Murder Me Quickly

March 26th, 2013 by Max Allan Collins

No, that’s not the name of a missing Stacy Keach MIKE HAMMER TV movie. It’s what some readers, critics, and editors wish I would provide them with: a murder in the first chapter. Better still, the first page.

Antiques Maul

This is a relatively new phenomenon, at least as pertaining to my work. It first turned up when the editor on the ANTIQUES series (a very good editor at that) was unhappy that the murder in ANTIQUES MAUL didn’t occur until a third of the way into the book. Barb and I did not want to drastically restructure the novel, nor do any elaborate rewrite, so our solution was to begin with the murder and flash back to the events leading up. Our editor put up with that easy fix, but I don’t think she was really happy. (By the way, ANTIQUES MAUL has been long out of print and will be back in paperback, with a new and much better cover, very shortly.)

From time to time, complaints that murders in my mystery novels take too much time to happen began popping up in blog reviews and in Amazon customer comments. SEDUCTION OF THE INNOCENT has sparked a lot of those, in the midst of mostly highly laudatory responses. You see, the murder victim, the Dr. Frederic Wertham stand-in Dr. Werner Frederick, doesn’t get bumped off till half-way through.

And don’t accuse me of neglecting to give you a spoiler alert, because any mystery reader who doesn’t realize in the first chapter or two that Dr. Frederick is going to be the murder victim is a very new and naive mystery reader indeed. The very Golden Age traditional set-up brings most (not all) of the suspects on stage, and spends a good deal of time with Wertham in order to show why people might want to kill him. To my way of thinking, one function of a good murder mystery is to paint a portrait of the murder victim. If the murder victim is just a pawn in the game of Clue, then why not just play a round of friggin’ Clue? The book should, in part, be a character study of the murder victim.

Didn’t any of these readers and reviewers ever read a Perry Mason novel or see the classic TV series? Maybe not. But Erle Stanley Gardner took his sweet time killing the murder victim, whose identity was almost always obvious to the reader. Murders frequently don’t occur till a third of the way – sometimes half of the way – through many great mysteries by the likes of Agatha Christie and Rex Stout.

Since I read precious few contemporary mysteries these days, maybe the world and time have passed me by. Well, here’s me waving them goodbye and not giving a damn.

Is it TV that has trained people to expect the murder victim right away? Most of the mysteries shows I watch are British, and some – like the droll MIDSOMER MURDERS – do tend to dispatch the murder victim quickly…although not until a good number of suspects have been trotted out, and after we have met the murder victim in the flesh, and have seen what it is about him or her that makes them eminently killable. By the way, an hour mystery show is not a 300-page novel.

RECORDS SHOWN |
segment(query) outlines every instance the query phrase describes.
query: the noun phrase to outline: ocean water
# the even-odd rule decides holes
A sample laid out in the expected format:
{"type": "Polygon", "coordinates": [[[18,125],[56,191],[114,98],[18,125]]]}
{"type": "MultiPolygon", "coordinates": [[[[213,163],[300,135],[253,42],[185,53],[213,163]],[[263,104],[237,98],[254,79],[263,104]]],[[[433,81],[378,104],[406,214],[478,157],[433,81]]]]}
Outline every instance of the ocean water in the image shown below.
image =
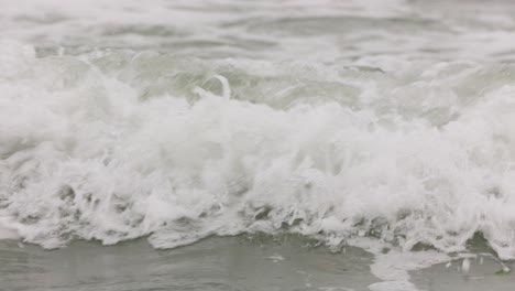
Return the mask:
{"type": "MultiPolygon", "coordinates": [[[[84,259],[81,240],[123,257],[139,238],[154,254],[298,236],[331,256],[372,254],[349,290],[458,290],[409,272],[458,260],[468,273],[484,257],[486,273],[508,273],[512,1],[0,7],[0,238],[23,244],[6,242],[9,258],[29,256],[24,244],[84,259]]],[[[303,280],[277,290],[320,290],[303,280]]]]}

OBJECTIVE 1 | In the blog post, how far into SEDUCTION OF THE INNOCENT is the murder victim killed?
OBJECTIVE 2 | Print everything in the blog post from "No, that’s not" down to "cover, very shortly.)".
OBJECTIVE 3 | Shorten the blog post's paragraph that begins "This is a relatively new phenomenon" while keeping its main facts.
The records are separate from the blog post.

CORRECT RESPONSE 1 | Half-way through the book.

CORRECT RESPONSE 2 |
No, that’s not the name of a missing Stacy Keach MIKE HAMMER TV movie. It’s what some readers, critics, and editors wish I would provide them with: a murder in the first chapter. Better still, the first page.

Antiques Maul

This is a relatively new phenomenon, at least as pertaining to my work. It first turned up when the editor on the ANTIQUES series (a very good editor at that) was unhappy that the murder in ANTIQUES MAUL didn’t occur until a third of the way into the book. Barb and I did not want to drastically restructure the novel, nor do any elaborate rewrite, so our solution was to begin with the murder and flash back to the events leading up. Our editor put up with that easy fix, but I don’t think she was really happy. (By the way, ANTIQUES MAUL has been long out of print and will be back in paperback, with a new and much better cover, very shortly.)

CORRECT RESPONSE 3 | The demand for an early murder first came up when the ANTIQUES series editor objected that the murder in ANTIQUES MAUL happened a third of the way into the book. Rather than restructure or rewrite, Barb and I opened with the murder and flashed back to the events before it, a fix the editor accepted without seeming happy. The long out-of-print book is returning soon in paperback with a new, better cover.